Qualifications. Projects we have undertaken in the past ten years (including several grant-funded projects with the National Fish & Wildlife Foundation and other local, state and regional government agencies) include public education, water quality monitoring, resource mapping, buffer establishment and rain gardens, as well as watershed analysis and input to public policy.  In a  project in Sperryville similar to the proposed project, (see http://www.rappflow.org/stream-buffers-2007/PDF/lRappFLOW_lessons_learned_v3.pdf) we conducted the following activities to recruit, train, and coordinate 50 volunteers for assessing creating stream buffers and a rain garden: -defined needed roles for volunteers: project planning and coordination; public outreach; site assessment; site planning; site preparation; planting trees, shrubs and grasses; identifying sources of plant materials.  -hired a parttime Volunteer Coordinator to recruit and coordinate volunteers.  -recruited volunteers through personal networking at meetings such as Garden Club, Biodiversity Task Force workshops, Master Gardeners and Master Naturalists meetings, RappFLOW meetings, and other community events. -trained volunteers in the field, with the assistance of experts from our partner organizations. - built a database of volunteer contact information and kept records of hours spent on  activities.

DATASET:
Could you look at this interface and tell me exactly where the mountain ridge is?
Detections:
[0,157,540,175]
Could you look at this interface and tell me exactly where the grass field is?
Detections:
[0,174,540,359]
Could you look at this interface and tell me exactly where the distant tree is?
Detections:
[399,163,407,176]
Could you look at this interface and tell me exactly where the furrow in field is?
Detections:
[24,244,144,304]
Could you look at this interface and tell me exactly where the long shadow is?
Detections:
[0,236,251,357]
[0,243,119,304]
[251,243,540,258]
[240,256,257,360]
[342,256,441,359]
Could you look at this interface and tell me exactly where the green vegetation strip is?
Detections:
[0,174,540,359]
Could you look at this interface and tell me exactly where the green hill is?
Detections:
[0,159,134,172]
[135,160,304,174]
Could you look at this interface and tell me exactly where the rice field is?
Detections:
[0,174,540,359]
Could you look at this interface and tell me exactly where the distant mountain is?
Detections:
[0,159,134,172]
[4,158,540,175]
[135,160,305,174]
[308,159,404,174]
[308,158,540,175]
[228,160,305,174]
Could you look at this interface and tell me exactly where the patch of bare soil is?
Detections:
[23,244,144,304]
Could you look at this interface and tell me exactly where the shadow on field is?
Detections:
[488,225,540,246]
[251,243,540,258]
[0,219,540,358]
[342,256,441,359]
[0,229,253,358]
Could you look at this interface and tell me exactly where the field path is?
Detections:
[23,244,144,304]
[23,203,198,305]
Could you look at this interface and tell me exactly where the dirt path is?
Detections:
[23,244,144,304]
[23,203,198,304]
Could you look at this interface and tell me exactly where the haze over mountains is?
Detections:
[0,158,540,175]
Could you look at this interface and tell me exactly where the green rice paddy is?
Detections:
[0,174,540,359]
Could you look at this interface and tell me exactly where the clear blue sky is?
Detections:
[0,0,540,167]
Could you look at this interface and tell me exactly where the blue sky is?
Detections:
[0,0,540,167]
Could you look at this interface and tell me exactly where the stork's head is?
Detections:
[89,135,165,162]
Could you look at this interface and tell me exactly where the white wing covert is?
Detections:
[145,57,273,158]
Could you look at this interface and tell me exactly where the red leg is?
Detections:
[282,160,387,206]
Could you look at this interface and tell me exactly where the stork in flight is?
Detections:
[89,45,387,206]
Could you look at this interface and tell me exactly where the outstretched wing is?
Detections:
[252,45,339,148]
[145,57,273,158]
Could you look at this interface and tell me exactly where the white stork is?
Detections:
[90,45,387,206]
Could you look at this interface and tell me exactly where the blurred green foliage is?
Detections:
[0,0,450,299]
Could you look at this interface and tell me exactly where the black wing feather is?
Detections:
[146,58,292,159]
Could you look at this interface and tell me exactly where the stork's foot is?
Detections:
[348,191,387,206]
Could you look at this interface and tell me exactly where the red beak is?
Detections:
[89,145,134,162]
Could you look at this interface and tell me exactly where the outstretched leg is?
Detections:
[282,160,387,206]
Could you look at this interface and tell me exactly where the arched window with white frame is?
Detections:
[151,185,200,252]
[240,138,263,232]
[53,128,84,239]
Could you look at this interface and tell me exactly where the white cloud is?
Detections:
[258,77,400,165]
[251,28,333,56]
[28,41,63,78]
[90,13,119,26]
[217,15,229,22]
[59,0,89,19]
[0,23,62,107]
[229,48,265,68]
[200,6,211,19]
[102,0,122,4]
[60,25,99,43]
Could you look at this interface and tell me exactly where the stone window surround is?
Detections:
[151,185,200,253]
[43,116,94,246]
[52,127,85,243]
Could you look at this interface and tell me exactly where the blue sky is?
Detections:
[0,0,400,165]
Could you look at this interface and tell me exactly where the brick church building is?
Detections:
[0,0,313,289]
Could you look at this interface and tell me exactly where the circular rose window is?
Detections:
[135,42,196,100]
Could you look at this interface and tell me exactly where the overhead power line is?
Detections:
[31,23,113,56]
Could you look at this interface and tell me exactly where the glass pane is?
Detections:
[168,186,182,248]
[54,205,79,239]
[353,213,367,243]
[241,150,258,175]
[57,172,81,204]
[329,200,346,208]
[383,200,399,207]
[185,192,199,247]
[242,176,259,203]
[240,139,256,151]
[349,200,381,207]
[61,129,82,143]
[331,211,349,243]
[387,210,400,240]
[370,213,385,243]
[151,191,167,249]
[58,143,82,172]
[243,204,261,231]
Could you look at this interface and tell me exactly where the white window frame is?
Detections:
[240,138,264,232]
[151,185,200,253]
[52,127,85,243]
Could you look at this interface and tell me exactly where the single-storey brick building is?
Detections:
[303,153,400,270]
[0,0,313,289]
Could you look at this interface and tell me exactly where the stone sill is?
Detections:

PROBLEM STATEMENT:
Pick up the qualifications statement on the Sperryville stream buffer and rain garden project right after its last sentence and write the next part. The data plays no part in what comes next.

EXERCISE RESPONSE:
Long Term Maintenance.  Over the years, RappFLOW leaders have discovered through on the ground experience some of the keys to successful maintenance of riparian buffers and rain garden areas that have the characteristics of  1)using native trees, shrubs, forbs, and grasses; 2) depending on volunteers for the work; and 3) use for purpose of public education.  The greatest challenge is in minimizing the invasion of exotic species.  Secondly, the area needs to be seen as aesthetically pleasing to a wide range of visitors, many of whom are accustomed to seeing mowed turf as attractive.  Thirdly, the maintenance needs to be tied closely to the educational program and schedule.  There are several reasons for this.  The activities of removing invasives are in themselves educational – therefore volunteers need to be scheduled around educational purposes and activities.  Also, signage is important so that volunteers can learn the difference between desirable natives and undesirable invasives.

The area  is maintained through agreement with Rappahannock County and the Town.  In the past, jail trustees have done most of the work but, this year the jail facility will be closed and the labor replaced by a professional maintenance contractor.  The area involved in this grant proposal will be included in addition to the rest of the pond buffer.  After plant establishment the Town maintenance contractor will take over the full maintenance responsibilities, with consultation provided as needed by RappFLOW.
After planting the area, the volunteers supervised by RappFLOW leaders will water, weed and add mulch for two growing seasons. Any replacement and additions will be coordinated with RappFLOW, the materials provider and the Town.  The sapling shrubs in wet areas and along the edge of the pond are expected to grow with little maintenance.  The plants selected are known for their ability to grow in very wet conditions as well as short periods of dry conditions.  Some hand weeding may be necessary the first year of establishment.  A representative from RappFLOW will check and assess the maintenance needs for the first year during the growing season on a weekly basis.  If help is needed RappFLOW will provide volunteer assistance.  If added material is needed it will be purchased by the Town.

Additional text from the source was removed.